(Referring expression data)
====
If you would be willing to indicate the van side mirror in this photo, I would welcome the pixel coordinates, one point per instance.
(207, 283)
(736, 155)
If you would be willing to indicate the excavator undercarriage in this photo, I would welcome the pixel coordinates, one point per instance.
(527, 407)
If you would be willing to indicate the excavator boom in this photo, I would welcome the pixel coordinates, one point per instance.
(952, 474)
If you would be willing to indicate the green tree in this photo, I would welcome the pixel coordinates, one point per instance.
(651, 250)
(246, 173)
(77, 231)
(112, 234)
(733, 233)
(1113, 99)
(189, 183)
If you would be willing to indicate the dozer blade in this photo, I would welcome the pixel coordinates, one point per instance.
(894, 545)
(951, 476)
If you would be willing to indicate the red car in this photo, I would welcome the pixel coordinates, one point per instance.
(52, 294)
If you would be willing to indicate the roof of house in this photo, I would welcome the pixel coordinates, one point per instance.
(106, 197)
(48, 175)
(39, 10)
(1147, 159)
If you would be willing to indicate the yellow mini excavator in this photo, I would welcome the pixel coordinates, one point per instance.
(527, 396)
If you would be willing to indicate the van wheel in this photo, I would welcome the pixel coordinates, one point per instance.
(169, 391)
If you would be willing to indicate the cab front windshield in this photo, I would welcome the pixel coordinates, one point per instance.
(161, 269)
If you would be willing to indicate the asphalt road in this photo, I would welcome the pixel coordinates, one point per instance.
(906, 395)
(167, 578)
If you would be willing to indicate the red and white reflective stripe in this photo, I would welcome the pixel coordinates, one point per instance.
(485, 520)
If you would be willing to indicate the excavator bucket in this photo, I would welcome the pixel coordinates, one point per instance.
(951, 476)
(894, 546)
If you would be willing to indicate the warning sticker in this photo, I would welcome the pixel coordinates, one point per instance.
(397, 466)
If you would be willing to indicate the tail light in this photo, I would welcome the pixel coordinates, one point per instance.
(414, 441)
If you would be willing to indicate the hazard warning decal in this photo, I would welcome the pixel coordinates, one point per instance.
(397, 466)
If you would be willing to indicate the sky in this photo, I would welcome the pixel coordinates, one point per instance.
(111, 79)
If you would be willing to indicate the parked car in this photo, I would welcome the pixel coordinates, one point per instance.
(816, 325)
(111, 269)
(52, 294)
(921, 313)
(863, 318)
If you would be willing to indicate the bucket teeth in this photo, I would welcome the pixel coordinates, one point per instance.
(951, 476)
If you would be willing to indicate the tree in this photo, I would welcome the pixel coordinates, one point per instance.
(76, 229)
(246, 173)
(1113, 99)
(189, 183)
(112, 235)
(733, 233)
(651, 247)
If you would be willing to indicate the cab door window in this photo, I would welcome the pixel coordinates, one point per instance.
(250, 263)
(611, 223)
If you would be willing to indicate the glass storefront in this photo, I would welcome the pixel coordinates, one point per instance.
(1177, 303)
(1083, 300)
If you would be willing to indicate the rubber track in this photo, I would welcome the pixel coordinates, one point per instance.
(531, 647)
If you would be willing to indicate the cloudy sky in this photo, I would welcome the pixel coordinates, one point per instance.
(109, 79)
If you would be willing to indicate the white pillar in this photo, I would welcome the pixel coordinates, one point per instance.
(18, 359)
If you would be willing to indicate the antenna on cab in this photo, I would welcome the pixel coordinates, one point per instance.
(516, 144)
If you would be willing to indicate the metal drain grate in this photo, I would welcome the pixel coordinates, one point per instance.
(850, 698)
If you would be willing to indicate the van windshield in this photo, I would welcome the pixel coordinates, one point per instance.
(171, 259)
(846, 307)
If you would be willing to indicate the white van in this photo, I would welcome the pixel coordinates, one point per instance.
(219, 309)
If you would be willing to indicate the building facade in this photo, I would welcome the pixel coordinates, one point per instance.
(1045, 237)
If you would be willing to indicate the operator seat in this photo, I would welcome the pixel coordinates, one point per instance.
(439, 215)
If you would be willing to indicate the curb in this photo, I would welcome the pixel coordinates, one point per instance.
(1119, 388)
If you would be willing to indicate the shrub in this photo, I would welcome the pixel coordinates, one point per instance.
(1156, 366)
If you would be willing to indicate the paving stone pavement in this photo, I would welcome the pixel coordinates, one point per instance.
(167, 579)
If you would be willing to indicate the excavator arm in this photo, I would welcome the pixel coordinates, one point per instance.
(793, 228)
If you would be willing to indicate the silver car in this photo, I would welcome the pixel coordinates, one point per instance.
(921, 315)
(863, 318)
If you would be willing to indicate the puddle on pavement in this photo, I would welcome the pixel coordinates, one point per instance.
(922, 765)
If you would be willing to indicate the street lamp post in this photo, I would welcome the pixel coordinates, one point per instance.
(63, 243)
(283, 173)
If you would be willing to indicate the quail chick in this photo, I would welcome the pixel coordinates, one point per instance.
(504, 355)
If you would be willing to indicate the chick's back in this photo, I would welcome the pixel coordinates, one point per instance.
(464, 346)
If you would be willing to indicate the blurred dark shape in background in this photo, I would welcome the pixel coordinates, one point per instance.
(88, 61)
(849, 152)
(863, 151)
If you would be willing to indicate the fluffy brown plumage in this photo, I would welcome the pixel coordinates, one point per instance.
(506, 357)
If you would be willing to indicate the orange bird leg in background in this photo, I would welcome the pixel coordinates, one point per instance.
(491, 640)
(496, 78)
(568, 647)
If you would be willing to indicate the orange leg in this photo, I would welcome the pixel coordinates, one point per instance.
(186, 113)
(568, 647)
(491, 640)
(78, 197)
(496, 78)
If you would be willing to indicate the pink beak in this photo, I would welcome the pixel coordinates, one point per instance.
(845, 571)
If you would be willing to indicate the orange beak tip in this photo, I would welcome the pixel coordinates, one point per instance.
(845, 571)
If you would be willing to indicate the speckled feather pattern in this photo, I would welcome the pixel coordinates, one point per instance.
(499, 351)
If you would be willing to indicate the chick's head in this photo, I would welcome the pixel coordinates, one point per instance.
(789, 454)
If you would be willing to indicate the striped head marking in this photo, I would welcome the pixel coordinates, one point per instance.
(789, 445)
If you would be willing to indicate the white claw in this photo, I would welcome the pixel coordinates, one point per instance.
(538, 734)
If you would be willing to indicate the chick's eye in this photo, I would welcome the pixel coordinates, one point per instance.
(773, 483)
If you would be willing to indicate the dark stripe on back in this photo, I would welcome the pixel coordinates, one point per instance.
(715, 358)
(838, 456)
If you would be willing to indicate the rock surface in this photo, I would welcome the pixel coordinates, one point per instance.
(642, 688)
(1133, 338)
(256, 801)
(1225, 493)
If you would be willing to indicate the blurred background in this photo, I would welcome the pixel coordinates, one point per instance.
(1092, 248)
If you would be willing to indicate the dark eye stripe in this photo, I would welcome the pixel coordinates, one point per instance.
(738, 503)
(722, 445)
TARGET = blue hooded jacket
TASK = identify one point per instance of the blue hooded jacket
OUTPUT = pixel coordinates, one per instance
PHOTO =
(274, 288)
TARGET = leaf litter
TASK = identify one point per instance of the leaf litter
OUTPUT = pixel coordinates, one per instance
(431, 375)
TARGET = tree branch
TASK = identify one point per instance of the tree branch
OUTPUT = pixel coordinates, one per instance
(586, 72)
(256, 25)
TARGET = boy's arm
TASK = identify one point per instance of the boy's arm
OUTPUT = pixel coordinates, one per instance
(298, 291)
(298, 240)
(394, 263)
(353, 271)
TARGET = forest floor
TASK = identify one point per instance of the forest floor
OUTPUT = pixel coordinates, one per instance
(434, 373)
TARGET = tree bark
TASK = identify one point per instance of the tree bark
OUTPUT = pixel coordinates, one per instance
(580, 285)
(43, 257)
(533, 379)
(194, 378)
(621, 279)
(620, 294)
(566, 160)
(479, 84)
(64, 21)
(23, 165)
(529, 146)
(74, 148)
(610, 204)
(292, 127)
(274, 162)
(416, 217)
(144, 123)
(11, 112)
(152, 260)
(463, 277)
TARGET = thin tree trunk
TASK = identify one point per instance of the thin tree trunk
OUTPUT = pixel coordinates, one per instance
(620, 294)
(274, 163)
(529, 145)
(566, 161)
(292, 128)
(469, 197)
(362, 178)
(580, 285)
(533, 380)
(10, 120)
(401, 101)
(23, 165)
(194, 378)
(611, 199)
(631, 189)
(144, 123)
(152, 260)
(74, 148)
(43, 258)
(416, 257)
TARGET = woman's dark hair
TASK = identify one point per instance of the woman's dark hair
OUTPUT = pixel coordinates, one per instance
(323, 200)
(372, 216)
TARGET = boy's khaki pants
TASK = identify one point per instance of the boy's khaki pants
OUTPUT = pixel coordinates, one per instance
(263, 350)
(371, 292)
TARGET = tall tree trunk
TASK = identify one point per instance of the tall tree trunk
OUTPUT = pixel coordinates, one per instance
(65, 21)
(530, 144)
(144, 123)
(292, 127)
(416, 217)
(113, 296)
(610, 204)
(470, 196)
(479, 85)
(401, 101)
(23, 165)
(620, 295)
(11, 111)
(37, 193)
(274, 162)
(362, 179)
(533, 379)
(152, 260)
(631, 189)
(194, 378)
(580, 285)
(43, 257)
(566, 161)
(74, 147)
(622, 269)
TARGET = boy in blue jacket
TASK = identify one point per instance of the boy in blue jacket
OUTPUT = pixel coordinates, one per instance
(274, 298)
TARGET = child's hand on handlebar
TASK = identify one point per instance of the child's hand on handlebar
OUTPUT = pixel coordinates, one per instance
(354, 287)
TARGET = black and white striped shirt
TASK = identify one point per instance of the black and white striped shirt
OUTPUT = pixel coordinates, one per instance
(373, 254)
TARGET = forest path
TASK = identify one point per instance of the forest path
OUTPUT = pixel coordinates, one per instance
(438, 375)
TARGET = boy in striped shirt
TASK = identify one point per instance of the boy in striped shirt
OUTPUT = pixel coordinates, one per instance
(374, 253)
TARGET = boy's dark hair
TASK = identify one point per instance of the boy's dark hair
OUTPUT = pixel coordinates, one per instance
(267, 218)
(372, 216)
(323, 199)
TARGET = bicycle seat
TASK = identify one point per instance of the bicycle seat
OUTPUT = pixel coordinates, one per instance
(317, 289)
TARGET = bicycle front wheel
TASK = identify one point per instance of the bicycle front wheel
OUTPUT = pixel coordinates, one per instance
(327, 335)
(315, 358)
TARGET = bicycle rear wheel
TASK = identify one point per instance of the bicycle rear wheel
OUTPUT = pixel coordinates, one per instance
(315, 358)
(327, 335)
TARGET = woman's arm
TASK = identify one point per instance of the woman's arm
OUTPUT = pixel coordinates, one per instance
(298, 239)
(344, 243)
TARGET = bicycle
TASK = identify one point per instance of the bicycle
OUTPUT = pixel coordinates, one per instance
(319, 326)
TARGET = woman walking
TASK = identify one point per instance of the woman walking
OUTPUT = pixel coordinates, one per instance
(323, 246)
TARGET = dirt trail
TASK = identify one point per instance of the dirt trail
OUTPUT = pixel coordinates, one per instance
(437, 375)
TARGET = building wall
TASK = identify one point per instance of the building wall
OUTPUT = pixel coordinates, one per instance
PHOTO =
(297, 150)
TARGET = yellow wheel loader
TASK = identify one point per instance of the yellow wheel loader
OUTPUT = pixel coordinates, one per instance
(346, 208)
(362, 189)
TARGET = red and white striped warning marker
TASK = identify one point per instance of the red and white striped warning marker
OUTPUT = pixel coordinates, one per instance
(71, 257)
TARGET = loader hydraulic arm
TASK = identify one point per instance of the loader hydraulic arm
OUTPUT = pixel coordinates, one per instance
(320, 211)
====
### PROBLEM DESCRIPTION
If a line in the records contains the word "loader", copy it.

### RESPONSE TO THIS EXERCISE
TARGET = yellow wheel loader
TASK = identify one point per instance of the yellow wheel loader
TARGET = loader hydraulic arm
TASK = identify one point per instance of the loader hydraulic arm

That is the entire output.